As plants recognize pathogens by detecting specific molecules, it surely follows that feeding insects must likewise present identifying chemistry to plant receptors. But few such response elicitors have been isolated from insects. Salivary digestive enzymes have some activity, as do several fatty-acid derivatives. The most complete study so far indicates that phospholipid/amino acid conjugates found in insect guts — and hence presumably in 'spit' (or regurgitant) — elicit what may be herbivore-specific volatile emissions from the host plant. These emissions in turn attract parasitoids, which kill the insect pests.

Plant-response elicitors, and the fatty-acid-based oxylipins used by plants themselves to organize defence, are similar to signals used in animal defence systems. Eicosanoids in animals (including insects) match plant oxylipins in terms of biosynthesis, structure, function and oxidative modification. These fatty-acid signals, including prostaglandins, leukotrienes and thromboxanes, mediate many immune and inflammation responses in animals. Eicosanoid receptors and their genes, as well as their structure–function relationships, have been characterized in vertebrates. Much of their activity is attributed to structural features that are shared by plant oxylipins.

Other chemical signals that are shared across the plant and animal kingdoms include peptides and glycoproteins, nitric oxide, reactive oxygen species, neurotransmitters and plant growth hormones (auxins and cytokinins). Plant phenolics and steroids interact with animal steroid receptors, and many plants produce molecules that act as insect hormones. The signalling activities of many of these molecules are known only in one of the kingdoms, but this probably reflects an absence of evidence — or study — rather than evidence of absence.

Plant defence responses require differential gene expression in signalling, sensory and metabolic pathways. It now seems that 800–1,500 differentially regulated genes are involved in a plant's response to a single insect, a complexity that matches that of animal responses.

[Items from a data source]
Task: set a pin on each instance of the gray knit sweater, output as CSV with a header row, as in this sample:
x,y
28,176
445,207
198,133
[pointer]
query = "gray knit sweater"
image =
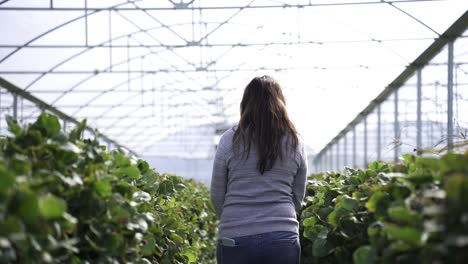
x,y
248,202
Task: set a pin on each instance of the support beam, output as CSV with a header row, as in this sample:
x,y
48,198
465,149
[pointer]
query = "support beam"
x,y
450,97
379,133
396,128
418,111
453,32
365,142
354,148
172,8
44,106
15,106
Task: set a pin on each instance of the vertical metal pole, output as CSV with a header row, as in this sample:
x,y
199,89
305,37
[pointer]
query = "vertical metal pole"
x,y
354,147
450,98
379,133
325,160
15,106
418,110
345,150
110,40
128,62
396,128
365,142
86,22
337,155
142,83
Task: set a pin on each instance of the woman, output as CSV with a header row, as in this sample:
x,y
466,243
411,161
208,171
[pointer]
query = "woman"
x,y
258,181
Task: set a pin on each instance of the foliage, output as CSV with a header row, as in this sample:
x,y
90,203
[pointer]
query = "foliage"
x,y
64,199
415,212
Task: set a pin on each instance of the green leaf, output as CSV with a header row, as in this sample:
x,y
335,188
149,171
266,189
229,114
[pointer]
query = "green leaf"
x,y
177,239
409,235
130,171
77,132
7,179
403,215
103,188
348,203
365,255
121,160
143,166
52,207
310,221
28,208
334,217
191,255
378,202
48,124
13,126
456,187
320,248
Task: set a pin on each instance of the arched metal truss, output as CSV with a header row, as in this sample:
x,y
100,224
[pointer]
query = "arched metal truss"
x,y
159,69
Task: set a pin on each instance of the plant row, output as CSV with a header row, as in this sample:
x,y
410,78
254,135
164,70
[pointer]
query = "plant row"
x,y
414,212
65,199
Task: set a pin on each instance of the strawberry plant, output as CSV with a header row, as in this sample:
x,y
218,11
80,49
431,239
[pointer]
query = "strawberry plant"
x,y
415,212
64,199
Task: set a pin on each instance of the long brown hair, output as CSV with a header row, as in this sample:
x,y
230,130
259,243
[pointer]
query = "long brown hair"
x,y
264,121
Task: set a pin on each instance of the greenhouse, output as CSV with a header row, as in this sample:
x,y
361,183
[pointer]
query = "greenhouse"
x,y
112,113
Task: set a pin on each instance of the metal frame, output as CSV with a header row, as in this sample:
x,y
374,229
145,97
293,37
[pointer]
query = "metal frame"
x,y
204,66
445,39
16,91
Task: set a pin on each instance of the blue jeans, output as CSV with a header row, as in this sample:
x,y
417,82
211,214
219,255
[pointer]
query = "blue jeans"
x,y
279,247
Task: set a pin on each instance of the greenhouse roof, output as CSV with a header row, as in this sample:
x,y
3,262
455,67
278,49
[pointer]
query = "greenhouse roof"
x,y
145,71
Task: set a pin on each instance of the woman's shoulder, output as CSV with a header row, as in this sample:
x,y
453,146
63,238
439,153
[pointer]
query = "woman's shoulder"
x,y
226,137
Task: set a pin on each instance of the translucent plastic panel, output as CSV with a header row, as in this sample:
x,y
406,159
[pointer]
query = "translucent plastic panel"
x,y
372,136
460,89
434,102
361,159
387,125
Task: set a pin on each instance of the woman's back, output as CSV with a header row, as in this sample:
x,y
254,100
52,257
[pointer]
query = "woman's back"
x,y
258,181
256,203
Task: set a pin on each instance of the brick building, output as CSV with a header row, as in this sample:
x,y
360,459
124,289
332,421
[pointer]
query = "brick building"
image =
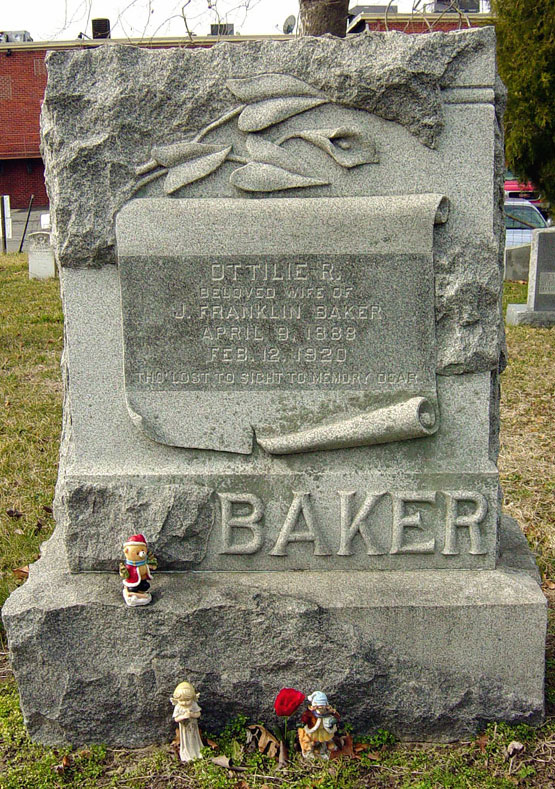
x,y
22,83
23,80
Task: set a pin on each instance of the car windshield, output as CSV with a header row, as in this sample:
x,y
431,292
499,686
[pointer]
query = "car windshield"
x,y
523,217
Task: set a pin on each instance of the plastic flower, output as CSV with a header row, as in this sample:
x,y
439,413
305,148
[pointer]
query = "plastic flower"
x,y
288,700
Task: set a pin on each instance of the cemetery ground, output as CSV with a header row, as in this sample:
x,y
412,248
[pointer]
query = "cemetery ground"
x,y
31,332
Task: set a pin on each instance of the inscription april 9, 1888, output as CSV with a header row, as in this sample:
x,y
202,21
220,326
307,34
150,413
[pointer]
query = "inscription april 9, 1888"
x,y
334,323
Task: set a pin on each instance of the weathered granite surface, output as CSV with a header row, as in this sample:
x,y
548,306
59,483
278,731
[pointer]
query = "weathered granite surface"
x,y
324,455
108,464
427,655
424,100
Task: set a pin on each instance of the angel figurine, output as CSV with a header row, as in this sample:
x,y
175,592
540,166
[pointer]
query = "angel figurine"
x,y
320,725
186,712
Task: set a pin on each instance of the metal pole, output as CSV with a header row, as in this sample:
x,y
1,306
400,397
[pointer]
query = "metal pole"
x,y
3,217
26,223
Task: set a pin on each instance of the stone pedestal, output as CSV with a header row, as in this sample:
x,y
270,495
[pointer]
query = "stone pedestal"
x,y
427,655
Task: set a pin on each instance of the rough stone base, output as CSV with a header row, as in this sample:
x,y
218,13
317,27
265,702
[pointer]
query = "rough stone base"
x,y
521,315
426,654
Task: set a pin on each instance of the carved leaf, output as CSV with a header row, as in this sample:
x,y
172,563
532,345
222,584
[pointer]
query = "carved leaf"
x,y
170,155
259,177
266,113
194,170
269,153
347,145
266,86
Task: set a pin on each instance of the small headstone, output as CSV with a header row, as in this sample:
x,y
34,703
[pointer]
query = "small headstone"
x,y
539,309
41,256
517,263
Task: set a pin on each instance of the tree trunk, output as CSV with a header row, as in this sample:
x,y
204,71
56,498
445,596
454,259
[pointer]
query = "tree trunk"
x,y
318,17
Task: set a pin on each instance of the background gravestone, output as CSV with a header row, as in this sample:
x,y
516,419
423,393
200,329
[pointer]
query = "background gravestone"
x,y
281,273
539,309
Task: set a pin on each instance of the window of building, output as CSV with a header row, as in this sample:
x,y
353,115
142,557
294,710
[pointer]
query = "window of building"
x,y
40,67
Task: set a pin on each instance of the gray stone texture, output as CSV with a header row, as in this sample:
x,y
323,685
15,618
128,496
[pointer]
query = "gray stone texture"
x,y
431,103
449,634
103,450
427,655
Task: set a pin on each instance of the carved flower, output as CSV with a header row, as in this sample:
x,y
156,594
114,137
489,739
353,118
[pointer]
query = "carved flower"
x,y
348,146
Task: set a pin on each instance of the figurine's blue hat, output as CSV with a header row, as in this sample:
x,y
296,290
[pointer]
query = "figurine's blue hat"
x,y
318,699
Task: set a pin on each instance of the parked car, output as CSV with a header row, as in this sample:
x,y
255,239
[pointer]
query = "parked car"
x,y
514,189
521,217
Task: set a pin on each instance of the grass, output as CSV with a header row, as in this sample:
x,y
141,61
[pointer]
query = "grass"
x,y
31,331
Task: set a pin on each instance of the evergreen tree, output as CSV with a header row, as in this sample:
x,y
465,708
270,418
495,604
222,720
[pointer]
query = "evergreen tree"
x,y
526,53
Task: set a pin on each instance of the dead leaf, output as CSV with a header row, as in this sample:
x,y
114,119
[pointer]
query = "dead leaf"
x,y
221,761
227,764
267,743
481,742
236,751
514,747
345,748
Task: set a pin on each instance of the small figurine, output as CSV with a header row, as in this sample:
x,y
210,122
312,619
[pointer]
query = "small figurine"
x,y
186,712
135,572
320,725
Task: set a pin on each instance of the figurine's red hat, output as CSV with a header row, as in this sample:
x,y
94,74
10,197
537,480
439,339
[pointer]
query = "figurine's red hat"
x,y
136,539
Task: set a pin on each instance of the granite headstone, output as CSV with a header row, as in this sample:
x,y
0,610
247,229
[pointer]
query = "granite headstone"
x,y
539,309
282,278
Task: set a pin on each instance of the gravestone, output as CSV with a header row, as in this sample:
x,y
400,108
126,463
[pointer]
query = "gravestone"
x,y
517,263
539,309
41,256
281,274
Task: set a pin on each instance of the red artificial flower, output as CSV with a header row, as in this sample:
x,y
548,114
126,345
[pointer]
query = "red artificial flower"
x,y
287,701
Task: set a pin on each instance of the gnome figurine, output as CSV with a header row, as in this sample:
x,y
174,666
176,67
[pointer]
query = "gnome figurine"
x,y
320,725
135,572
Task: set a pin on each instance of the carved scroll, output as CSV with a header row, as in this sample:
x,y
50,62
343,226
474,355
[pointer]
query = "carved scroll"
x,y
414,418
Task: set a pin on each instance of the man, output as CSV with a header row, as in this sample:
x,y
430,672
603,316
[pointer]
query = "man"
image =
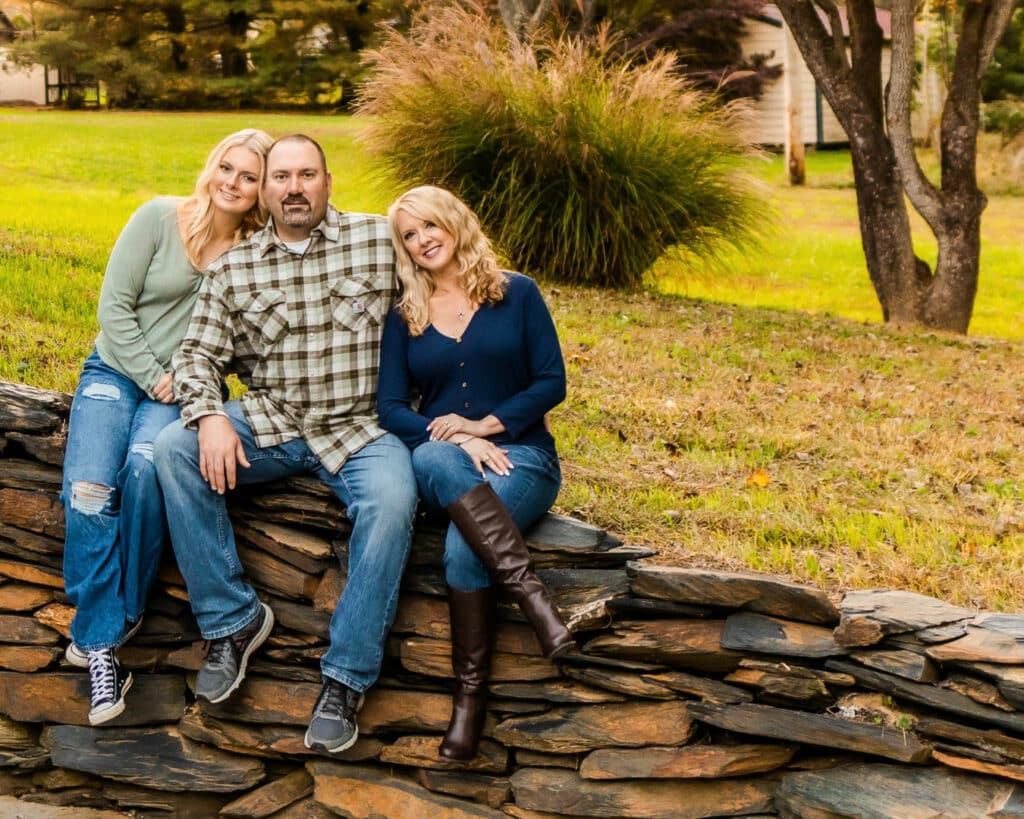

Exercise directions: Output the entire passage about plant and animal signals word for word. Rely only on the passage about plant and animal signals.

Response to this exercise:
As plants recognize pathogens by detecting specific molecules, it surely follows that feeding insects must likewise present identifying chemistry to plant receptors. But few such response elicitors have been isolated from insects. Salivary digestive enzymes have some activity, as do several fatty-acid derivatives. The most complete study so far indicates that phospholipid/amino acid conjugates found in insect guts — and hence presumably in 'spit' (or regurgitant) — elicit what may be herbivore-specific volatile emissions from the host plant. These emissions in turn attract parasitoids, which kill the insect pests.

Plant-response elicitors, and the fatty-acid-based oxylipins used by plants themselves to organize defence, are similar to signals used in animal defence systems. Eicosanoids in animals (including insects) match plant oxylipins in terms of biosynthesis, structure, function and oxidative modification. These fatty-acid signals, including prostaglandins, leukotrienes and thromboxanes, mediate many immune and inflammation responses in animals. Eicosanoid receptors and their genes, as well as their structure–function relationships, have been characterized in vertebrates. Much of their activity is attributed to structural features that are shared by plant oxylipins.

Other chemical signals that are shared across the plant and animal kingdoms include peptides and glycoproteins, nitric oxide, reactive oxygen species, neurotransmitters and plant growth hormones (auxins and cytokinins). Plant phenolics and steroids interact with animal steroid receptors, and many plants produce molecules that act as insect hormones. The signalling activities of many of these molecules are known only in one of the kingdoms, but this probably reflects an absence of evidence — or study — rather than evidence of absence.

Plant defence responses require differential gene expression in signalling, sensory and metabolic pathways. It now seems that 800–1,500 differentially regulated genes are involved in a plant's response to a single insect, a complexity that matches that of animal responses.